## What this task involves
In the passage on Protestant Dissenters, what is the stated design of the following remarks?

## Passage
--- Start ---

IF any apology be necessary for devoting the subsequent pages of this volume to a subject that may seem foreign to the immediate design of the work, the author rests it solely upon its importance, at a périod when an indifference to principle seems to be gaining ground amongst us. If the cause of Protestant Dissenters be the cause of God, as I verily believe to be the case, then it is a cause worth contending for, and those who engage in it only in a half-hearted manner, may expect to be partakers with the Laodicean church, in the consequences of lukewarmness. The design of the following remarks is to excite a spirit of inquiry, and to awaken Dissenters to the study of their own principles. In treating upon that much abused and mistaken subject,— ecclesiastical history, I have been compelled to follow a different track to that pursued by most writers. If the reader should think I have dealt harshly with some characters, I desire him to follow me no farther than I am borne out by facts. Let him examine for himself, and try the devices of men by the sacred oracles of truth.

--- End ---

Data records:
--- Start ---

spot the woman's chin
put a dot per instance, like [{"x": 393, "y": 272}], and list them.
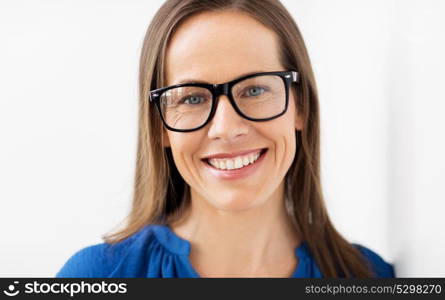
[{"x": 235, "y": 202}]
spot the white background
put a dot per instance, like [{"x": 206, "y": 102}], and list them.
[{"x": 68, "y": 116}]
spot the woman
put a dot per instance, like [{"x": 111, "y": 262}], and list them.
[{"x": 227, "y": 179}]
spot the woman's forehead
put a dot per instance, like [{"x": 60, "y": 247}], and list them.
[{"x": 217, "y": 46}]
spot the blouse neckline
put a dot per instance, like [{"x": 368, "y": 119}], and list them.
[{"x": 182, "y": 247}]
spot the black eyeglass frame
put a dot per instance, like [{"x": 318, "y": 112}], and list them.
[{"x": 225, "y": 89}]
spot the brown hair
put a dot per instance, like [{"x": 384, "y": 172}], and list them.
[{"x": 160, "y": 193}]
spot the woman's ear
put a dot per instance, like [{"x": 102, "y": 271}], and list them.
[
  {"x": 165, "y": 140},
  {"x": 298, "y": 121}
]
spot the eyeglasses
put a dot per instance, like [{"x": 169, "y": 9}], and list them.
[{"x": 256, "y": 97}]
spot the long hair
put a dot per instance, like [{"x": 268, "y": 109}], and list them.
[{"x": 160, "y": 193}]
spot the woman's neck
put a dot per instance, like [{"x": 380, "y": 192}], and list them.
[{"x": 258, "y": 242}]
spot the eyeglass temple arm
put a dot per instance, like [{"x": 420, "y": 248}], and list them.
[{"x": 294, "y": 76}]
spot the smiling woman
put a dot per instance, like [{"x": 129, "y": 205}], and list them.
[{"x": 227, "y": 176}]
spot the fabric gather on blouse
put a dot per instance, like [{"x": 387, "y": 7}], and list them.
[{"x": 155, "y": 251}]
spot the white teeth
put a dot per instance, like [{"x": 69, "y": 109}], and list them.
[
  {"x": 234, "y": 163},
  {"x": 238, "y": 162}
]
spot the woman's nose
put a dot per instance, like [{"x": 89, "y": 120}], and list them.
[{"x": 227, "y": 124}]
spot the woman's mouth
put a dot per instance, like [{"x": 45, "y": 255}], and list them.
[{"x": 235, "y": 167}]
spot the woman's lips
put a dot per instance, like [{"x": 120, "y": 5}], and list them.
[{"x": 236, "y": 173}]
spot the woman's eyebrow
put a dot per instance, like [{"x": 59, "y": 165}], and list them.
[{"x": 203, "y": 81}]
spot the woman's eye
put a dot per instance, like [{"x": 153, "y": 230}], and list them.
[
  {"x": 194, "y": 100},
  {"x": 255, "y": 91}
]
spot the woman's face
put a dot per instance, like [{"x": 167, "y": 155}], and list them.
[{"x": 217, "y": 47}]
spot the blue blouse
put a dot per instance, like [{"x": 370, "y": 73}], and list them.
[{"x": 156, "y": 251}]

--- End ---

## Answer to this task
To excite a spirit of inquiry and to awaken Dissenters to the study of their own principles.